Task inputs:
=-=-=
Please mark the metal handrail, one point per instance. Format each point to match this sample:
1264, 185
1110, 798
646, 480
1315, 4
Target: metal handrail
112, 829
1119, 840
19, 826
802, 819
=-=-=
Given instruction:
Gather every line of the listing above that contains the word "handrail".

Exercise result:
Please mark the metal handrail, one point per instance. Format each point to match this sample:
Target: metal handrail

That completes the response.